◆ **Что сделать**:
A – Почему в тексте об оружии, задерживаемом в Голландии, обсуждать этот вопрос в Национальном собрании названо опасным?
B – Перепишите отрывок текста об оружии, задерживаемом в Голландии, от «Я полагаю, что» до «нам такой ущерб.», заменив «Национальном собрании» на «Законодательном собрании».
C – Допишите текст об оружии, задерживаемом в Голландии, начиная сразу после его последнего предложения.

◆ **Текст для чтения**:
++++++++++++++++++++

Он имеет все основания требовать скорейшего решения: Вы поймёте это, ознакомившись с запиской; чиновник, с которым я имею честь вам её направить, один только может дать дополнительные разъяснения; они полностью удовлетворят три объединённых комитета. Этот чиновник сам вёл в Голландии переговоры по делу от имени г-на Бомарше, его друга, как с поставщиком, правительством и адмиралтейством, так и с нашим посланником в Гааге, на которого моим предшественником было специально возложено поручение востребовать это оружие, являющееся собственностью французского купца и незаконно задерживаемое в Голландии; он настоятельно требовал восстановления попранных прав Франции. Это дело чрезвычайной важности, по двум причинам: во-первых, необходимо ввезти наконец во Францию оружие, затребовав его, как перешедшее в собственность нации, во-вторых, необходимо, главное, помешать тому, чтобы враги завладели им силой, каковая угроза возникнет, если оно пребудет и далее собственностью простого купца.
Я полагаю, что было бы опасно обсуждать этот вопрос в Национальном собрании из-за неизбежной огласки; но если Вы, господин председатель, соблаговолите осведомить меня о мнении комитетов, я немедленно отправлю г-на де Лаога, привёзшего депеши нашего посланника в Гааге, с тем чтобы этот последний тотчас сделал всё необходимое для пресечения несправедливости, которая наносит нам такой ущерб.

++++++++++++++++++++

◆ **Исходные строки**:

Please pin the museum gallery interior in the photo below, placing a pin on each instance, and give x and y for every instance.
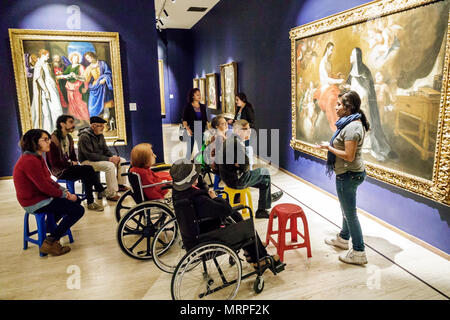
(291, 59)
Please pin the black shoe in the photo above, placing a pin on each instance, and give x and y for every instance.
(262, 214)
(276, 196)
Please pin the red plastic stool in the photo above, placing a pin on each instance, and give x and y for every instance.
(288, 212)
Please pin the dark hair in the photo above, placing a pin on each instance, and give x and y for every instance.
(191, 94)
(243, 97)
(215, 121)
(63, 118)
(30, 140)
(352, 102)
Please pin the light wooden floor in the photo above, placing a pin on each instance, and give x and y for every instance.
(398, 268)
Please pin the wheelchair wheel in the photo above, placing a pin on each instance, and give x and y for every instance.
(167, 246)
(258, 285)
(138, 227)
(205, 272)
(125, 203)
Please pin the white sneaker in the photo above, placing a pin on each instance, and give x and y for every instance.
(337, 242)
(95, 207)
(354, 257)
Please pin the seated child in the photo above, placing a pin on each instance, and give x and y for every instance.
(142, 158)
(187, 183)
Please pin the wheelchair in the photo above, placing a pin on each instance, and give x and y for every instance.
(168, 247)
(128, 200)
(211, 268)
(140, 223)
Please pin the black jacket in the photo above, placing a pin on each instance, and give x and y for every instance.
(247, 113)
(189, 116)
(234, 149)
(92, 147)
(194, 204)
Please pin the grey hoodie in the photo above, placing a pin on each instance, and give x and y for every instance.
(92, 147)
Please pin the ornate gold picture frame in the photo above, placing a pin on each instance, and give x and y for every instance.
(229, 88)
(202, 87)
(395, 54)
(68, 72)
(211, 91)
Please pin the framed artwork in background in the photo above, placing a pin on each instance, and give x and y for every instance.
(229, 88)
(68, 72)
(211, 91)
(202, 87)
(395, 55)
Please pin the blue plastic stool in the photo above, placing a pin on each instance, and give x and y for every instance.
(41, 230)
(70, 185)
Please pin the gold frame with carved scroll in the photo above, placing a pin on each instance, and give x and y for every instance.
(438, 186)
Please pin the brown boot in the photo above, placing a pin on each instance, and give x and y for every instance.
(53, 247)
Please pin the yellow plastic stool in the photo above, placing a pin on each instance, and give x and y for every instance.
(245, 199)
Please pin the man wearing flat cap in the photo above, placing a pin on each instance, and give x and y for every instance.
(92, 150)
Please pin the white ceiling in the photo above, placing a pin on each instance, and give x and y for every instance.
(179, 17)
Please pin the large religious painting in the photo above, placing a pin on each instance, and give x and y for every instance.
(395, 55)
(228, 81)
(68, 72)
(202, 87)
(195, 82)
(211, 91)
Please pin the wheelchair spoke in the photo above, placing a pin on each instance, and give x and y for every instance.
(136, 243)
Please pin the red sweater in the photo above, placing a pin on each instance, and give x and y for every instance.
(150, 177)
(32, 180)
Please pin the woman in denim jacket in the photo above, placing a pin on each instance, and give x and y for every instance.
(345, 159)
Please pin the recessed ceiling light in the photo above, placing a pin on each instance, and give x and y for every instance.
(197, 9)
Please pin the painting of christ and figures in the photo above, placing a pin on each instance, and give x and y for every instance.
(397, 63)
(74, 73)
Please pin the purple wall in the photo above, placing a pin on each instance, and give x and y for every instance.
(138, 57)
(255, 34)
(175, 48)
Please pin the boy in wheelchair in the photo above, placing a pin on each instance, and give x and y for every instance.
(142, 158)
(211, 209)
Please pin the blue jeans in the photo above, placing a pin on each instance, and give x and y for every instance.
(346, 186)
(69, 211)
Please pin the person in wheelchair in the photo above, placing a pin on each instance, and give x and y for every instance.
(188, 184)
(142, 158)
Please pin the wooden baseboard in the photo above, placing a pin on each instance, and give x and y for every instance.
(372, 217)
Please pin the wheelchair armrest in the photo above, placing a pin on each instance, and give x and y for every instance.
(126, 174)
(161, 168)
(218, 191)
(239, 207)
(156, 184)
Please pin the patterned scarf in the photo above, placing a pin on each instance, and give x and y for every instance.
(340, 124)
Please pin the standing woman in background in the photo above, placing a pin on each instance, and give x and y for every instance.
(194, 111)
(344, 158)
(244, 110)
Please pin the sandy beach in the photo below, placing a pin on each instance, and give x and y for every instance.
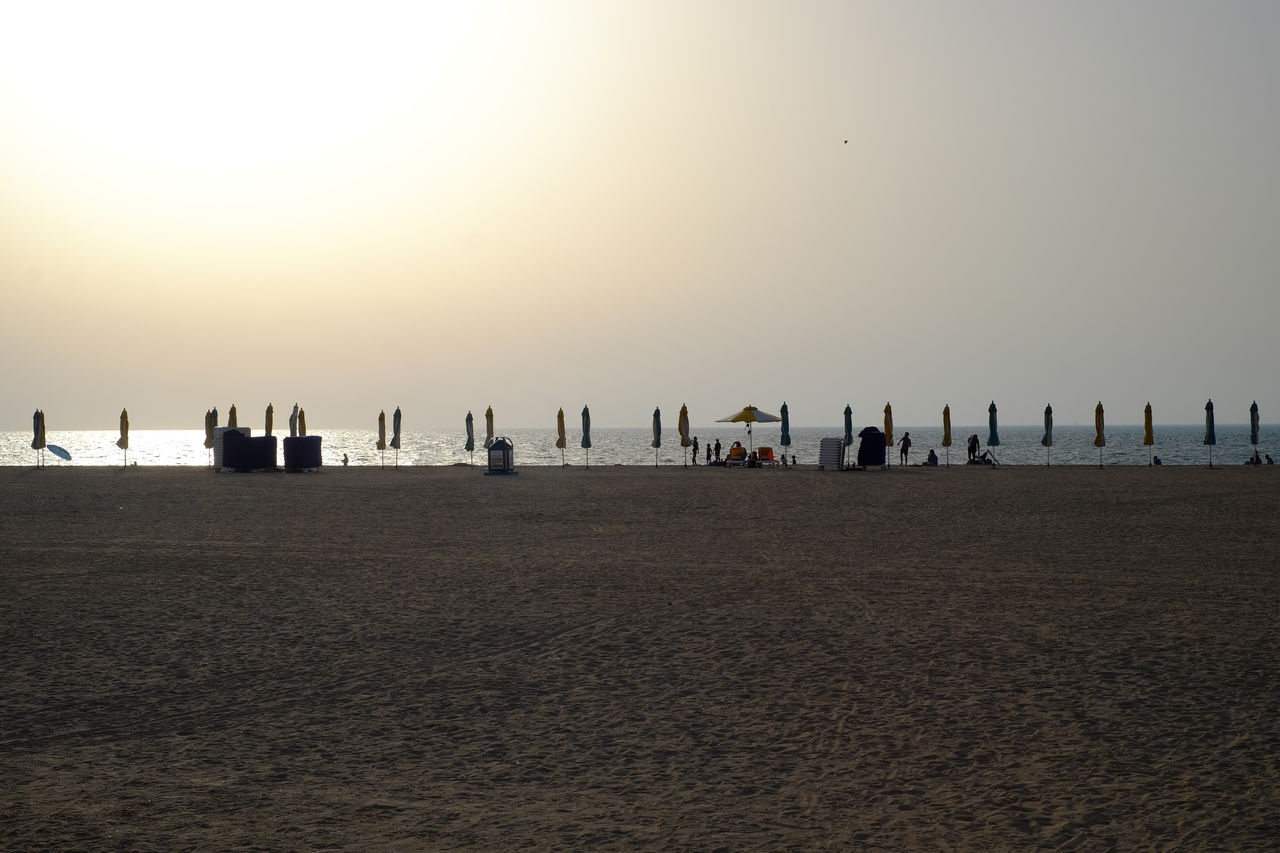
(638, 658)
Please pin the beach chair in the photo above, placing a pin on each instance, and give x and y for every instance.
(831, 452)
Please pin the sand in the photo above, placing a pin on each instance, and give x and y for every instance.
(638, 658)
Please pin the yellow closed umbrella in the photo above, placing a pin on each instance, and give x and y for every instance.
(561, 441)
(37, 442)
(946, 430)
(382, 436)
(123, 441)
(682, 428)
(1100, 439)
(1148, 433)
(888, 429)
(209, 428)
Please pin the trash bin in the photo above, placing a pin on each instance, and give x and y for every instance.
(245, 454)
(301, 452)
(502, 456)
(871, 448)
(219, 442)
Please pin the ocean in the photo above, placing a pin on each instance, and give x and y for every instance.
(1019, 446)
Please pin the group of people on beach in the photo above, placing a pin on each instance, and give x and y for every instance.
(750, 460)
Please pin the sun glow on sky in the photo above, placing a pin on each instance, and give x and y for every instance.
(447, 205)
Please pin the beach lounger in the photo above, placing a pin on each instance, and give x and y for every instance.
(831, 454)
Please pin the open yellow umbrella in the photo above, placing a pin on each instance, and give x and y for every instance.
(561, 441)
(682, 428)
(750, 415)
(946, 430)
(888, 430)
(1148, 436)
(123, 441)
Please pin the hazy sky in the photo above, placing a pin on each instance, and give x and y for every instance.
(533, 205)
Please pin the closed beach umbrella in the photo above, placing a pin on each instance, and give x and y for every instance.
(657, 434)
(1047, 441)
(888, 429)
(946, 430)
(1148, 433)
(37, 442)
(561, 442)
(1210, 436)
(682, 429)
(1100, 439)
(123, 441)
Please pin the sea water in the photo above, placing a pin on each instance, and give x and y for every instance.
(1019, 446)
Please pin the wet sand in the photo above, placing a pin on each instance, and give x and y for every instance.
(636, 658)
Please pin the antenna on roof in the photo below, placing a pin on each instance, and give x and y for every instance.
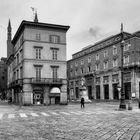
(34, 13)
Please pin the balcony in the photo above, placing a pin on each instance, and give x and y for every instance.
(46, 81)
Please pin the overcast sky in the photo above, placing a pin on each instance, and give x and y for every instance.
(89, 20)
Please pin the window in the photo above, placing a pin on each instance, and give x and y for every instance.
(89, 60)
(115, 62)
(38, 36)
(105, 53)
(21, 55)
(114, 50)
(89, 68)
(97, 56)
(82, 70)
(97, 67)
(54, 72)
(71, 74)
(126, 59)
(54, 39)
(17, 74)
(38, 72)
(17, 59)
(54, 54)
(76, 72)
(21, 73)
(21, 40)
(82, 62)
(38, 53)
(126, 46)
(14, 77)
(105, 64)
(76, 64)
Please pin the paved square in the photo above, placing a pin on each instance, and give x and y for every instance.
(98, 121)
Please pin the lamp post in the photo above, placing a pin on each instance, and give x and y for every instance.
(122, 100)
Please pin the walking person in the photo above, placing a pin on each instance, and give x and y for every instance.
(82, 102)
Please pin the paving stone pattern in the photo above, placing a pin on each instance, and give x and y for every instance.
(95, 122)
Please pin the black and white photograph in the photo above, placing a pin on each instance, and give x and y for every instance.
(69, 70)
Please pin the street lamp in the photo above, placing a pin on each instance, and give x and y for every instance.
(122, 100)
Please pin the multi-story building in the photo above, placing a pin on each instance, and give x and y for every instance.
(37, 64)
(3, 78)
(100, 65)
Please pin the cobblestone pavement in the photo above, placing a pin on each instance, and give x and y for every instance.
(98, 121)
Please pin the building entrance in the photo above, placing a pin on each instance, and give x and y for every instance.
(98, 92)
(77, 92)
(90, 92)
(127, 90)
(38, 96)
(106, 91)
(115, 92)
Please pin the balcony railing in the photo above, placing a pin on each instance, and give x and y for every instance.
(46, 81)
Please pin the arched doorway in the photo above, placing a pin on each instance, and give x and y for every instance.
(55, 95)
(38, 95)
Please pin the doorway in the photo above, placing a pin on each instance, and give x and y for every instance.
(90, 92)
(77, 92)
(115, 92)
(127, 90)
(97, 92)
(37, 97)
(106, 91)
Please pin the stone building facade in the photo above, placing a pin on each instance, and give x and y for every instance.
(37, 65)
(100, 65)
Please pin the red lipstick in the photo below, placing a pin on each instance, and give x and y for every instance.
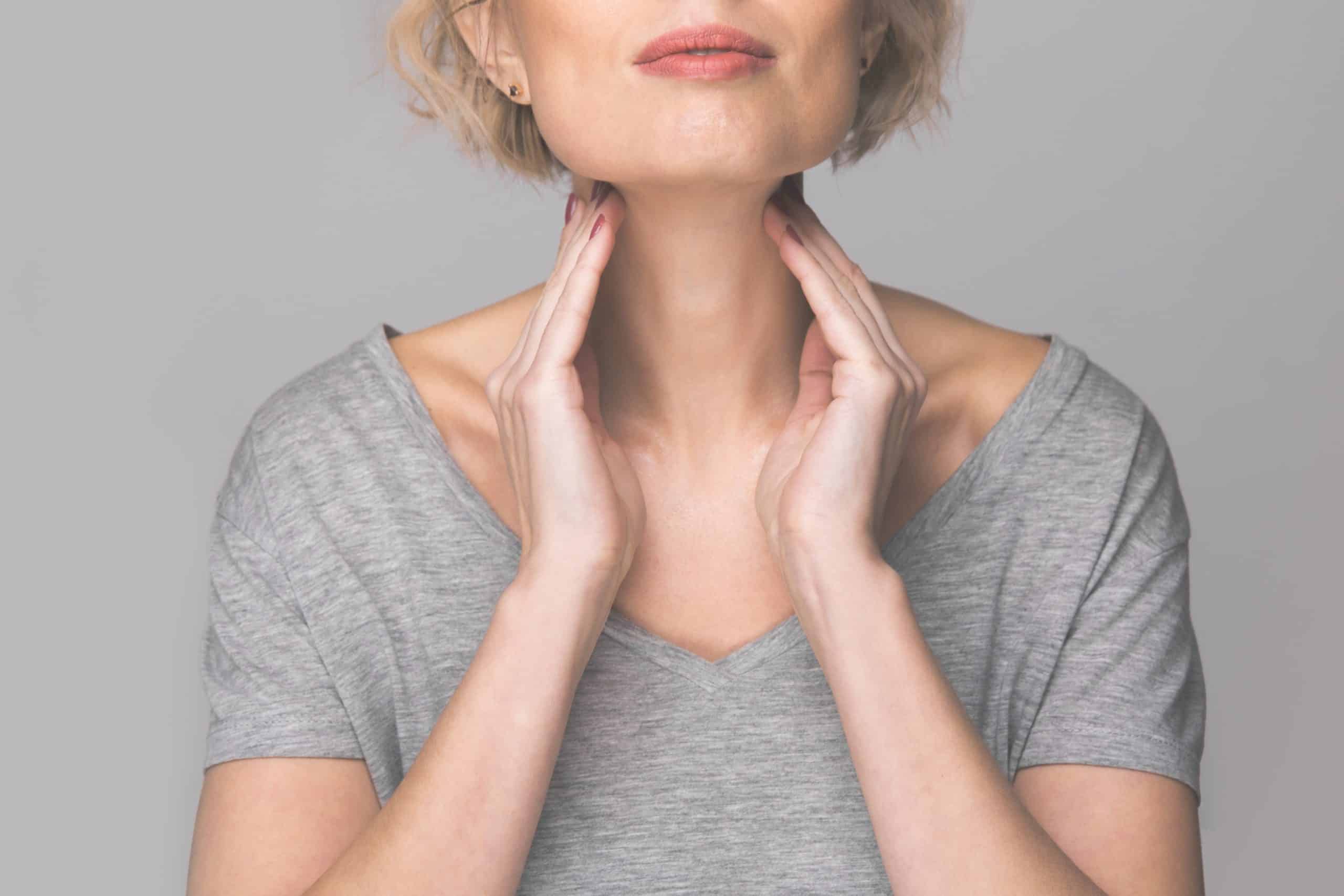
(670, 54)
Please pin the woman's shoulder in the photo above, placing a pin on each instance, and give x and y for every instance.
(1076, 425)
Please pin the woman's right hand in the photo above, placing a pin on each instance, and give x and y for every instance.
(580, 501)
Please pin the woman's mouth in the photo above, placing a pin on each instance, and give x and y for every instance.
(707, 53)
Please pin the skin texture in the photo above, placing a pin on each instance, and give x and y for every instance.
(694, 340)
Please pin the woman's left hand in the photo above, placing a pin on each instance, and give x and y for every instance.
(824, 486)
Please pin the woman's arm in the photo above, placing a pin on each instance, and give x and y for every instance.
(945, 817)
(463, 818)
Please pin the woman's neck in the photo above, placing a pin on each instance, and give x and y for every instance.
(698, 324)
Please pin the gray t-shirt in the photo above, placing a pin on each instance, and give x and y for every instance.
(354, 570)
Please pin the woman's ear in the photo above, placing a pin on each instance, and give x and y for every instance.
(495, 46)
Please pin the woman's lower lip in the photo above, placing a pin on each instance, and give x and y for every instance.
(707, 68)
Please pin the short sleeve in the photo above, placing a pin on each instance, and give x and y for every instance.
(1128, 686)
(268, 687)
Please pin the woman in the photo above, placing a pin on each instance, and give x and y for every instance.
(894, 599)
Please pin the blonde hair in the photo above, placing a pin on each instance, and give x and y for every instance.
(901, 89)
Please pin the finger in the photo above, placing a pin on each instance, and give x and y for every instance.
(568, 324)
(568, 233)
(839, 265)
(841, 323)
(608, 205)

++++++++++++++++++++

◆ **Ответы к заданиям**:
A – Из-за неизбежной огласки.

B –
Я полагаю, что было бы опасно обсуждать этот вопрос в Законодательном собрании из-за неизбежной огласки; но если Вы, господин председатель, соблаговолите осведомить меня о мнении комитетов, я немедленно отправлю г-на де Лаога, привёзшего депеши нашего посланника в Гааге, с тем чтобы этот последний тотчас сделал всё необходимое для пресечения несправедливости, которая наносит нам такой ущерб.

C –
Каков бы ни был этот министр, он не мог действовать достойнее.
Вечером я узнал от г-на де Лаога, что комитеты пришли к общему выводу о необходимости принять то, что было названо «моими щедрыми предложениями», которые каждый расценивал в душе как выражение истинного патриотизма. Г-ну де Лаогу сказали, что обоим министрам будет направлено «мнение трёх объединённых комитетов». Слушая его, я испустил вздох облегчения. «Благословен господь, — сказал я себе, — люди не всегда несправедливы и жестоки! И у Франции будут ружья».
Опасаясь, как бы дело не запамятовали, я тут же составил записку:
«Господам членам трёх объединённых комитетов — по военным делам, дипломатического и Комитета двенадцати, — а также военному министру и министру иностранных дел.
16 июля 1792 года.
Господа!
Если вы считаете, что в деле с ружьями, задержанными в Голландии, я вёл себя так, что любой из вас мог бы гордиться подобным поведением, прошу вас об одном вознаграждении: не ставьте меня перед чудовищной необходимостью уступить требованиям врагов государства!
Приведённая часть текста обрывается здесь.